■ THE REQUEST: Reproduce as a numbered list, skipping any blank lines, the lines of the records below starting with the line that contains "Task: identify the beaver in" and going on through the end of the records.

## begin MATERIAL SUPPLIED

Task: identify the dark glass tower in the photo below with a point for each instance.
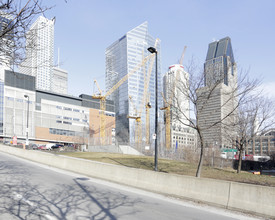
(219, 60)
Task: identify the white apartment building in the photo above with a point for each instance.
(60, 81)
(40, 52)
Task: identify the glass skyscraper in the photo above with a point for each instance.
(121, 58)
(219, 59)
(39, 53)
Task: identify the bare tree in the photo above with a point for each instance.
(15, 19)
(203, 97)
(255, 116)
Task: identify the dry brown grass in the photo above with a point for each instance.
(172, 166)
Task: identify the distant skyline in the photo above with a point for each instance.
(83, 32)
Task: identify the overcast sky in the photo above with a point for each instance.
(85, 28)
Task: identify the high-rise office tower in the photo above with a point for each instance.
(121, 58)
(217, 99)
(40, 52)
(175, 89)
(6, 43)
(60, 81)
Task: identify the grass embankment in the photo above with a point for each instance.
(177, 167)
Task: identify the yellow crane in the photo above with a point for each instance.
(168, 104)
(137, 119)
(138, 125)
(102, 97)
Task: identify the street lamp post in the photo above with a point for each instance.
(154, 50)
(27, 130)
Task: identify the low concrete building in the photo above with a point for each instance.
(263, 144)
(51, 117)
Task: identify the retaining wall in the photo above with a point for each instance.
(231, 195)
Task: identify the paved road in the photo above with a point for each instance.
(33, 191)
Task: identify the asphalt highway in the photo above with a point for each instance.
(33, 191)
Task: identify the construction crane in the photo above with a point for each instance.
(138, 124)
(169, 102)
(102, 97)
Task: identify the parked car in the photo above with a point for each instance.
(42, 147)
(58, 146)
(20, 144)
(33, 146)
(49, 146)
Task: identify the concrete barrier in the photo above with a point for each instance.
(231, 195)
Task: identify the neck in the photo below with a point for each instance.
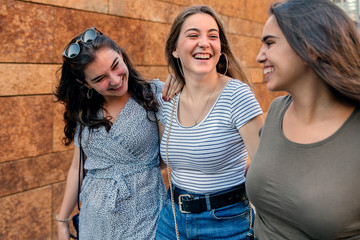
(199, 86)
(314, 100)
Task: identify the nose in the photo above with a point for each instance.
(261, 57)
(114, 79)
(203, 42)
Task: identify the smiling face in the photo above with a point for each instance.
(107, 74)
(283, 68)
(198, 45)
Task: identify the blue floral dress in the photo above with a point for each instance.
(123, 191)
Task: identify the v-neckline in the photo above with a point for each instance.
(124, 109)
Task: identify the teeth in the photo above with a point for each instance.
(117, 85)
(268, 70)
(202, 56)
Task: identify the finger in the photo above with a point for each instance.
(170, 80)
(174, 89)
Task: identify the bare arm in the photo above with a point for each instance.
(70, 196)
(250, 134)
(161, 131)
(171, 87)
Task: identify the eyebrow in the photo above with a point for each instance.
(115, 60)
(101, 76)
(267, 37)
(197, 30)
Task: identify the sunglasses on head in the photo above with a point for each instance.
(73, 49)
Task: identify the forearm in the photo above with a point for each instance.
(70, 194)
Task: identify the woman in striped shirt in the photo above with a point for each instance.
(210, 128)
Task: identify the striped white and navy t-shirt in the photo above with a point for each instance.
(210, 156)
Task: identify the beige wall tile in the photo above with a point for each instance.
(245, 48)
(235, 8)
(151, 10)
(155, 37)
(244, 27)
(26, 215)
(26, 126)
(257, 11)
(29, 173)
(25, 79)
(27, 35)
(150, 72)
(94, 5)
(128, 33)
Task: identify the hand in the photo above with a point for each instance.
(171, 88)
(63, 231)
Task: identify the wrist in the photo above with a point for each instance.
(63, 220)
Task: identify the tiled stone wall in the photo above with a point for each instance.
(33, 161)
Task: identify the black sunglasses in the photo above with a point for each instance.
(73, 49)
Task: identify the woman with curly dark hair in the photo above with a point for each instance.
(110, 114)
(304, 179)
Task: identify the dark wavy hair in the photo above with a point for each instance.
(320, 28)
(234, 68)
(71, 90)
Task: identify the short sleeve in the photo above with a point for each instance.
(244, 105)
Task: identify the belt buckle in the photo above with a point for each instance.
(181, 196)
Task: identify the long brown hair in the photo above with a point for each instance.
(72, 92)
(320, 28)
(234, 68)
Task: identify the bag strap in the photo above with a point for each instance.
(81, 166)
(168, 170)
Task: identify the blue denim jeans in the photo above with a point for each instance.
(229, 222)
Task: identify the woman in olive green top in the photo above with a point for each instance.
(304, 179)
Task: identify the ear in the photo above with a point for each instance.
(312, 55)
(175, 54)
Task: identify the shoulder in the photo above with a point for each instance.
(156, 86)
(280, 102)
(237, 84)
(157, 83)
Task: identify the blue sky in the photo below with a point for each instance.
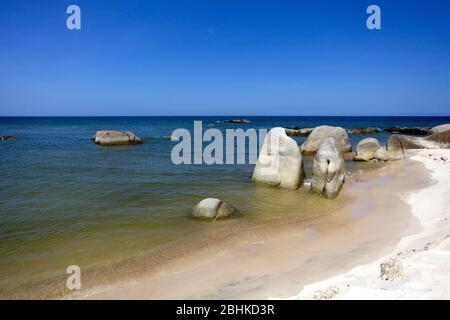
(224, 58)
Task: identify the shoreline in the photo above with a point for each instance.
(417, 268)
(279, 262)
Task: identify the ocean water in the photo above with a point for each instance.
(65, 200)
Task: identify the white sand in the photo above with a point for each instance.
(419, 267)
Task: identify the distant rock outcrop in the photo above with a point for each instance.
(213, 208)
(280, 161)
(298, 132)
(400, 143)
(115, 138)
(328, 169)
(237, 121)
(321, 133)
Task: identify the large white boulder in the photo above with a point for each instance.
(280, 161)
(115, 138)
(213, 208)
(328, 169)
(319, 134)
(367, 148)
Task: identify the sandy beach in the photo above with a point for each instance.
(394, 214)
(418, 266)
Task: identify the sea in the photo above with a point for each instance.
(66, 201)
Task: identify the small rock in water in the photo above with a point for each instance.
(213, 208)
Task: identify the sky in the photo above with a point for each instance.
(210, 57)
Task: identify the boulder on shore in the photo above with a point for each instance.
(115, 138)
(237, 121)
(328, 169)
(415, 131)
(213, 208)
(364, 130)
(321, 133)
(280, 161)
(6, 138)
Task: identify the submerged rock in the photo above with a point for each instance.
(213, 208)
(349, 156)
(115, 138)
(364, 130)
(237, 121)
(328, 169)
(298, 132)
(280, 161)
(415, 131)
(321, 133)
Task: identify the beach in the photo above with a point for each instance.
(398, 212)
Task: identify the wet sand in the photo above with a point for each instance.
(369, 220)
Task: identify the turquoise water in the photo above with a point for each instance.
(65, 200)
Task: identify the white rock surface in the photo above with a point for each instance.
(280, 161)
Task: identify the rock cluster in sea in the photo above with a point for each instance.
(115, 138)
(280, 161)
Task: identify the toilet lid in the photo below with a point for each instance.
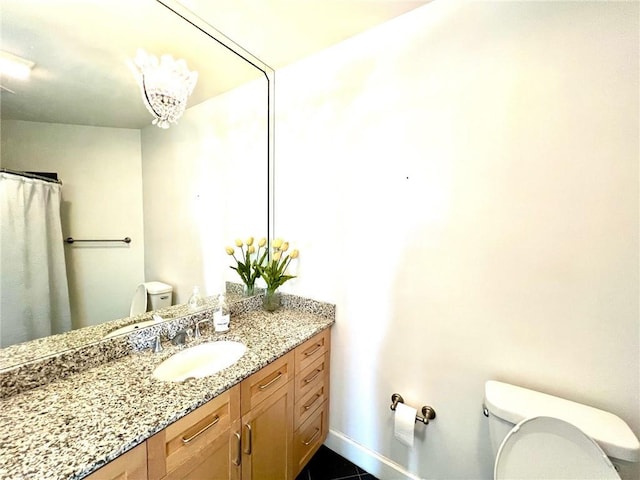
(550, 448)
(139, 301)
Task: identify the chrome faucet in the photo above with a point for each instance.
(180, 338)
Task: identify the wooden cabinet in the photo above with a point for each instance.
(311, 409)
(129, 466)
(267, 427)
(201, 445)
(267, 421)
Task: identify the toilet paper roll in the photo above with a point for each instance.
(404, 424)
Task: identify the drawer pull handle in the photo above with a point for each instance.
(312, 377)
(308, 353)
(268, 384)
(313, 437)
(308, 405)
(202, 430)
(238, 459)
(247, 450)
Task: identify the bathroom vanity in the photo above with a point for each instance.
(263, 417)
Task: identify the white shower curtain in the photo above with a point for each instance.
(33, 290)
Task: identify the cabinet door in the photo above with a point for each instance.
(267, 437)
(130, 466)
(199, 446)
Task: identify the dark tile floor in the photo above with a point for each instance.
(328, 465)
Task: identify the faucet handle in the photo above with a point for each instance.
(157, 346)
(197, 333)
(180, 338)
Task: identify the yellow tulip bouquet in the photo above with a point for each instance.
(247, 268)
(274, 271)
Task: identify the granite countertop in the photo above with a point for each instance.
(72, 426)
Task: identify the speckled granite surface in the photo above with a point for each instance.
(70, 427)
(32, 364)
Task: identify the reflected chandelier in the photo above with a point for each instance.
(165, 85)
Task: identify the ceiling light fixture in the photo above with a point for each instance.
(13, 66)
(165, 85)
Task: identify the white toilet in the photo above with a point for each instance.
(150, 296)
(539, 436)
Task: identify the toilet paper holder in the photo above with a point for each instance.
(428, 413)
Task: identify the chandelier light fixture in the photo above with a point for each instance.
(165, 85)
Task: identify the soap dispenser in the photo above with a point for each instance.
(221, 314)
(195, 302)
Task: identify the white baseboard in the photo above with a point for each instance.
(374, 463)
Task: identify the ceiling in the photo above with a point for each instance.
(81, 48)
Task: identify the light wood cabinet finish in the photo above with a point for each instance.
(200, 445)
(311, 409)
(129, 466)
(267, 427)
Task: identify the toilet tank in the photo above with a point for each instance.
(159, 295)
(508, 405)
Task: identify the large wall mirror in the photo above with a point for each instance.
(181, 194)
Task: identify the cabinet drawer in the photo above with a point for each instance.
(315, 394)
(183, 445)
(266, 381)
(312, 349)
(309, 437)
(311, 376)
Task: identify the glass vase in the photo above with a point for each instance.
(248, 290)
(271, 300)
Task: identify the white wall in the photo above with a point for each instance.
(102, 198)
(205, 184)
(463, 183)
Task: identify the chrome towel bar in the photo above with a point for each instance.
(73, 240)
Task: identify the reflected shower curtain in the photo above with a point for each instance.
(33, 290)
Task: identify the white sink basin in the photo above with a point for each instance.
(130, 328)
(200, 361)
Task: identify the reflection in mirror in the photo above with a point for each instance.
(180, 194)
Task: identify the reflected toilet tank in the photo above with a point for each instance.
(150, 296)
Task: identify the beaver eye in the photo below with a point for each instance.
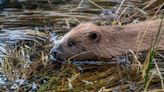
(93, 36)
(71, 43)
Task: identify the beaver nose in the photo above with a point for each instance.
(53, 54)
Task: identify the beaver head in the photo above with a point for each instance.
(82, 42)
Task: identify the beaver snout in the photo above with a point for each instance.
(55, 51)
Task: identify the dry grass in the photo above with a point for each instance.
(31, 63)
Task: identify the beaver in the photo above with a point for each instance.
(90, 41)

## end MATERIAL SUPPLIED

■ EXPECTED ANSWER:
1. Task: identify the beaver in the photo above with a point for each instance.
2. (90, 41)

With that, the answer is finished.